§ **Aim A**
In the notebook excerpt, what does the "neutral" label "O" stand for?
§ **Aim B**
Quote the stretch of the notebook excerpt from "## Prepare the" through "normalized bounding boxes).".

§ **Excerpt to read**
== == ==

Mounted at /content/drive


## Prepare the data

First, let's read in the annotations which we prepared in the other notebook. These contain the word-level annotations (words, labels, normalized bounding boxes).

In [None]:
import pandas as pd

train = pd.read_pickle('/content/drive/MyDrive/sparrow/CORD/CORD_layoutlmv2_format/train.pkl')
val = pd.read_pickle('/content/drive/MyDrive/sparrow/CORD/CORD_layoutlmv2_format/dev.pkl')
test = pd.read_pickle('/content/drive/MyDrive/sparrow/CORD/CORD_layoutlmv2_format/test.pkl')

Let's define a list of all unique labels. For that, let's first count the number of occurrences for each label:

In [None]:
from collections import Counter

all_labels = [item for sublist in train[1] for item in sublist] + [item for sublist in val[1] for item in sublist] + [item for sublist in test[1] for item in sublist]
Counter(all_labels)

Counter({'menu.cnt': 2429,
         'menu.discountprice': 403,
         'menu.etc': 19,
         'menu.itemsubtotal': 7,
         'menu.nm': 6597,
         'menu.num': 109,
         'menu.price': 2585,
         'menu.sub_cnt': 189,
         'menu.sub_etc': 9,
         'menu.sub_nm': 822,
         'menu.sub_price': 160,
         'menu.sub_unitprice': 14,
         'menu.unitprice': 750,
         'menu.vatyn': 9,
         'sub_total.discount_price': 191,
         'sub_total.etc': 283,
         'sub_total.othersvc_price': 6,
         'sub_total.service_price': 353,
         'sub_total.subtotal_price': 1482,
         'sub_total.tax_price': 1283,
         'total.cashprice': 1393,
         'total.changeprice': 1297,
         'total.creditcardprice': 410,
         'total.emoneyprice': 129,
         'total.menuqty_cnt': 630,
         'total.menutype_cnt': 130,
         'total.total_etc': 89,
         'total.total_price': 2120,
         'void_menu.nm': 3,
         'void_menu.price': 1})

As we can see, there are some labels that contain very few examples. Let's replace them by the "neutral" label "O" (which stands for "Outside").

== == ==

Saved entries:
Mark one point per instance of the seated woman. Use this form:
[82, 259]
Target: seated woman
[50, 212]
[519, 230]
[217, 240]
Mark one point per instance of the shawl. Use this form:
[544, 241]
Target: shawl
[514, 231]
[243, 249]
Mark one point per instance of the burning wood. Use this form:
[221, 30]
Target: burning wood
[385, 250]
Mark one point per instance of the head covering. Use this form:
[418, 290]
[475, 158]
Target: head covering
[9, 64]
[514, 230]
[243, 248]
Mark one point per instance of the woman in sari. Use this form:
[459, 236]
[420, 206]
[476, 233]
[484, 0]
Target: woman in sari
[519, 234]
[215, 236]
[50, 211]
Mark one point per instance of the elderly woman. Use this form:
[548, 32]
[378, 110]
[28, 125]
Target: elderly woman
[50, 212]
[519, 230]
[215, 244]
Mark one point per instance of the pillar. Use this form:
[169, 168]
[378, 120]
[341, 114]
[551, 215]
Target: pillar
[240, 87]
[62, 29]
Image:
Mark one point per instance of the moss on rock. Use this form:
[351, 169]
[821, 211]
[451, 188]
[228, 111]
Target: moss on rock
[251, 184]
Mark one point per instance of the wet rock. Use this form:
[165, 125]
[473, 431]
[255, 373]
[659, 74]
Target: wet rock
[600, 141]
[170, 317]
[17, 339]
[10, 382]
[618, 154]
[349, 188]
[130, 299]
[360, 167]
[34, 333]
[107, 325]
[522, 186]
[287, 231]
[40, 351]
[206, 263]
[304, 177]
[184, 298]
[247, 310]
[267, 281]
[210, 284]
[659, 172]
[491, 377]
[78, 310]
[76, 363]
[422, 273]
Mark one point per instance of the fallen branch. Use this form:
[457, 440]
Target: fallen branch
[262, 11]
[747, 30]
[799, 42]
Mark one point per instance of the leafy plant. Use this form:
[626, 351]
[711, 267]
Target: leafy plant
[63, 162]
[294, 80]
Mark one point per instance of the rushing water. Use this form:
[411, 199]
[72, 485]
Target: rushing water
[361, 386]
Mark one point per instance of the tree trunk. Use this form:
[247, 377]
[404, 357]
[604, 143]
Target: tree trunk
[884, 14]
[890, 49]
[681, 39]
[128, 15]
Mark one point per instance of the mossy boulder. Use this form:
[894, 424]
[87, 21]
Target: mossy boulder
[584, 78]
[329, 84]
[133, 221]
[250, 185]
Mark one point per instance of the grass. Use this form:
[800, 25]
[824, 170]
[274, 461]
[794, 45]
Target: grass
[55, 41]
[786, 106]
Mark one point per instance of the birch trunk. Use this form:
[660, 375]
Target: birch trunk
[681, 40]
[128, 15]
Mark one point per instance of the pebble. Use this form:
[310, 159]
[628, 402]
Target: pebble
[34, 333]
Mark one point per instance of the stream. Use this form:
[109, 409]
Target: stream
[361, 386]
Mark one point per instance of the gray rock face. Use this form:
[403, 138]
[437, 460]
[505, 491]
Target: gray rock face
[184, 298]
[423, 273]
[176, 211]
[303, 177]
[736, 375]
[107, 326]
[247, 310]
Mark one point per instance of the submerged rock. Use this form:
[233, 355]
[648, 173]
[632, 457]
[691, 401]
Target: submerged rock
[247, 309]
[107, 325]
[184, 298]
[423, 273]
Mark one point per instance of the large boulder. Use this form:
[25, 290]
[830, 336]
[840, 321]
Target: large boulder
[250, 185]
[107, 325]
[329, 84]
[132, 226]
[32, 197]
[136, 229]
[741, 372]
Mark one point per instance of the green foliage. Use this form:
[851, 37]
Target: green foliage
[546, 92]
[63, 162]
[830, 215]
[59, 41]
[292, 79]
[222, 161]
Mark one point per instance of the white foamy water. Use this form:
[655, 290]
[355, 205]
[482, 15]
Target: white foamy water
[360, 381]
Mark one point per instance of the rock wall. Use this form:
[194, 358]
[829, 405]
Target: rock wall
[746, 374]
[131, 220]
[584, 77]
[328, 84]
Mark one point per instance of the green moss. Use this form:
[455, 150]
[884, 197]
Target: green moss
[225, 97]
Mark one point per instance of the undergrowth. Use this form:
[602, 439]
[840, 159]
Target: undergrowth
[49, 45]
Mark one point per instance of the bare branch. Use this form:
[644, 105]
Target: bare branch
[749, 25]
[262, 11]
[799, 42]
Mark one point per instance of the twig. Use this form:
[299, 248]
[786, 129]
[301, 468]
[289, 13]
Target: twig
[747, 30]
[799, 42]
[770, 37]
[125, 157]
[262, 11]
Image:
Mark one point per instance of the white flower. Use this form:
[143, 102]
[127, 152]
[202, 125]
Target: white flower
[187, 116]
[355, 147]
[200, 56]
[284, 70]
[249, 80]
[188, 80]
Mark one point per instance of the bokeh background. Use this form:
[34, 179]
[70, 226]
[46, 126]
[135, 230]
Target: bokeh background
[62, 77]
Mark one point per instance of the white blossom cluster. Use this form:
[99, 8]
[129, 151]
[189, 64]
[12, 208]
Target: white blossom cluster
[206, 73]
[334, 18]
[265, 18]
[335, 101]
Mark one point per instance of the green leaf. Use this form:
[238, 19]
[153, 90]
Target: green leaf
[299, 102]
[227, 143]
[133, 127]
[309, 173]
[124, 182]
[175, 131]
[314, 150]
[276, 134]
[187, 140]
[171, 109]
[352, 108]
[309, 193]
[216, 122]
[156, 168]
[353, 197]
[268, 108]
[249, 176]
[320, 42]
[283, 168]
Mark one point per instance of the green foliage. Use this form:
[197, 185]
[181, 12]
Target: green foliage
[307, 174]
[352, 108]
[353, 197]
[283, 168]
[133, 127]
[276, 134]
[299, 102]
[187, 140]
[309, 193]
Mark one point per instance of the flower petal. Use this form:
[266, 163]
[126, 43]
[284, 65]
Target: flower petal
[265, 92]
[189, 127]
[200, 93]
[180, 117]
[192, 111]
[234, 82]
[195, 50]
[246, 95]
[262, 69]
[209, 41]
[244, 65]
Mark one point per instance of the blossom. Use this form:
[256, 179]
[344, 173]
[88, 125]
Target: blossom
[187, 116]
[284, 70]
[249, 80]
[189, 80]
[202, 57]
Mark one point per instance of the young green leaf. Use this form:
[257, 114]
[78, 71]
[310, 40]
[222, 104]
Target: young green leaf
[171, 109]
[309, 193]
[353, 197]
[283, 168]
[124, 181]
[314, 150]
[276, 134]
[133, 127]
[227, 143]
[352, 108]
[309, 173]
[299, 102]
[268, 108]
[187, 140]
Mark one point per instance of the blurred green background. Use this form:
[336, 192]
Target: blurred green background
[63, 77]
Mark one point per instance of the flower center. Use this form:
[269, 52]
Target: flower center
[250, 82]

== == ==

§ **Complete output A**
Outside

§ **Complete output B**
## Prepare the data

First, let's read in the annotations which we prepared in the other notebook. These contain the word-level annotations (words, labels, normalized bounding boxes).